§ Extract to read
The reality of real estate

Would like to share a real-life experience in real estate investing. In 2007, I had booked an apartment in a premium project called ‘Estancia’, promoted by Arun Excello in collaboration with L&T. The former took care of sales, financing and such while the latter was responsible for the actual construction. It was billed as Chennai’s first ‘integrated township’, located in proximity to an emerging industrial and services hub. Although the project was on the wrong side of the airport, close to the Sriperumbudur area, along with several other projects, the connectivity to the airport by public transport was reasonable.

My choice was based primarily on the faith that the construction company, L&T, had an equal stake in the project and, hence, believed it would be completed. Even if it was delayed, I assumed I would get the flat as promised. I now realise that none of these ‘beliefs’ was a contractual obligation or a written commitment given by the builder.

§ Exercise goal
Extend the account of booking an apartment in the Estancia project, picking up right after its final sentence.

§ Supplied records

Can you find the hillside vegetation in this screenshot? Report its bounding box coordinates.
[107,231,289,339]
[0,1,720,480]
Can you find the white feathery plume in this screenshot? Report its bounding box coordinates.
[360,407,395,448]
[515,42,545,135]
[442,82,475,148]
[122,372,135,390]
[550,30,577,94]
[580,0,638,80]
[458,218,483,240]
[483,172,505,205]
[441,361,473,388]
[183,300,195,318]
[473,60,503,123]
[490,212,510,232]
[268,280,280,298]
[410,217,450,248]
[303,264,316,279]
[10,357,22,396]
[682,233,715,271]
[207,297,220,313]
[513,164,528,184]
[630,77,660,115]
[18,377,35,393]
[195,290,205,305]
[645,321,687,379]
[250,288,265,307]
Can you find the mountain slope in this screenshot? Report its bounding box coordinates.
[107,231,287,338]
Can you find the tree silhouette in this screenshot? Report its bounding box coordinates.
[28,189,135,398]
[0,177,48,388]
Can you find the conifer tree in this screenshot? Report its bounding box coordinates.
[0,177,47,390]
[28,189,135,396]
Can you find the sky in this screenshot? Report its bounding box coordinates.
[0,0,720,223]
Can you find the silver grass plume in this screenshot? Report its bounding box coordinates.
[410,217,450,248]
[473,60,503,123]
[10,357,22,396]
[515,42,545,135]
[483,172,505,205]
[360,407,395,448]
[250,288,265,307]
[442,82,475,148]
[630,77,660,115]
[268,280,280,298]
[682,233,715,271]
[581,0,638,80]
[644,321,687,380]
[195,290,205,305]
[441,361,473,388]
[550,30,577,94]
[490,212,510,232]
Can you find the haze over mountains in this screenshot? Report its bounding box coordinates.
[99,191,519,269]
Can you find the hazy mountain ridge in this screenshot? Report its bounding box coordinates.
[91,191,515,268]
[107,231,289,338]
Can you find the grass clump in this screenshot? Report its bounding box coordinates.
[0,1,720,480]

§ Expected answer
Sometime later in that year, I was told that the flats would be delivered by December 2008 and, with a grace period of six months, at the latest by June 2009. Since the builder had promised to pay a penalty of five rupees per square foot per month to me in case of delay, there was some consolation. In other words, delay in delivery would mean that my cost per square foot would be lower by five rupees per month of delay. This was the first instance in Chennai of such a penalty clause by a builder, since closing down of Alacrity Housing. I understand that now it is a standard practice for builders to offer some interest payment, or compensation of some sort, in case of delays.

The project was supposed to have six towers in the first phase; I was allotted the flat of my choice in Tower 4. In early 2009, trouble started brewing. Project delays were visible; apparently a lot of NRI bookings were cancelled, after the Lehman Brothers crisis. The builder decided to go ahead with only three towers in the first phase. The foundation for the fourth tower had barely been laid. Thinking that my capital was not at risk, I persisted with my investment, when I should have pulled out of the project. At this stage, I made my first mistake.

Around 2011, when a ‘progress payment’ was due to the builder, I was told that the cheque should be made out in the name of a different entity. The initial name was ‘L&T Arun Excello’; now, it was simply ‘Arun Excello’! I found out further that while L&T had constructed the first three towers, the remaining construction was to be executed by Arun Excello.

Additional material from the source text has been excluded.